■ WHAT IS EXPECTED ■
Retype the lines below word for word. Begin at the line that has "query: distant train" and stop after the final line.

■ DATA RECORDS ■
^^^^^^^^
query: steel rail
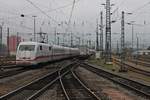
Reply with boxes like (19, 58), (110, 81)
(24, 62), (75, 100)
(81, 63), (150, 99)
(115, 59), (150, 76)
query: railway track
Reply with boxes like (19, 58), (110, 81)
(81, 63), (150, 99)
(129, 59), (150, 67)
(115, 59), (150, 76)
(0, 62), (74, 100)
(59, 67), (101, 100)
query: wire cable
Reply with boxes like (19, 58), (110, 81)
(26, 0), (58, 24)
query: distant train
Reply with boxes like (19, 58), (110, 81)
(16, 42), (80, 66)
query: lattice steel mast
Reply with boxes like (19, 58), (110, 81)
(105, 0), (111, 63)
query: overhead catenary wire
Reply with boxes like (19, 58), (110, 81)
(68, 0), (76, 25)
(26, 0), (58, 24)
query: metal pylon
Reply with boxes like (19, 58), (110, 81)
(105, 0), (112, 63)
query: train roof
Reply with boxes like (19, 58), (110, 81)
(19, 41), (51, 46)
(19, 41), (78, 50)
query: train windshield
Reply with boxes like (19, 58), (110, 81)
(19, 45), (35, 51)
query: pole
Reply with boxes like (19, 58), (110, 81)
(105, 0), (112, 64)
(54, 27), (57, 44)
(136, 37), (139, 65)
(71, 33), (73, 47)
(33, 16), (37, 42)
(132, 23), (134, 53)
(0, 26), (3, 54)
(7, 27), (9, 56)
(100, 11), (103, 55)
(96, 19), (99, 51)
(16, 32), (19, 49)
(117, 41), (119, 55)
(120, 11), (127, 72)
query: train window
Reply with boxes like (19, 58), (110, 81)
(19, 45), (35, 51)
(49, 47), (52, 51)
(40, 46), (42, 50)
^^^^^^^^
■ RESPONSE BELOW ■
query: distant train
Reply with boxes like (19, 58), (110, 81)
(16, 42), (80, 66)
query: lattice steel mast
Reply with boxes like (19, 58), (110, 81)
(105, 0), (111, 63)
query: overhead catenary wire
Reply with boxes like (19, 58), (110, 81)
(68, 0), (76, 25)
(26, 0), (58, 24)
query: metal pylon
Reply with boxes like (19, 58), (110, 81)
(105, 0), (112, 63)
query: train roof
Reply with boxes like (19, 58), (110, 81)
(19, 41), (51, 46)
(19, 41), (78, 50)
query: train windshield
Reply with boxes like (19, 58), (110, 81)
(19, 45), (35, 51)
query: pole
Reply with boxes like (19, 58), (110, 81)
(105, 0), (112, 64)
(54, 27), (57, 44)
(136, 37), (139, 65)
(71, 33), (73, 47)
(33, 16), (37, 42)
(132, 23), (134, 53)
(0, 26), (3, 54)
(7, 27), (9, 56)
(100, 11), (103, 55)
(96, 19), (99, 51)
(16, 32), (19, 49)
(117, 41), (119, 55)
(120, 11), (127, 72)
query: train window
Reply with boxes like (19, 58), (110, 81)
(19, 45), (35, 51)
(49, 47), (52, 51)
(40, 46), (42, 50)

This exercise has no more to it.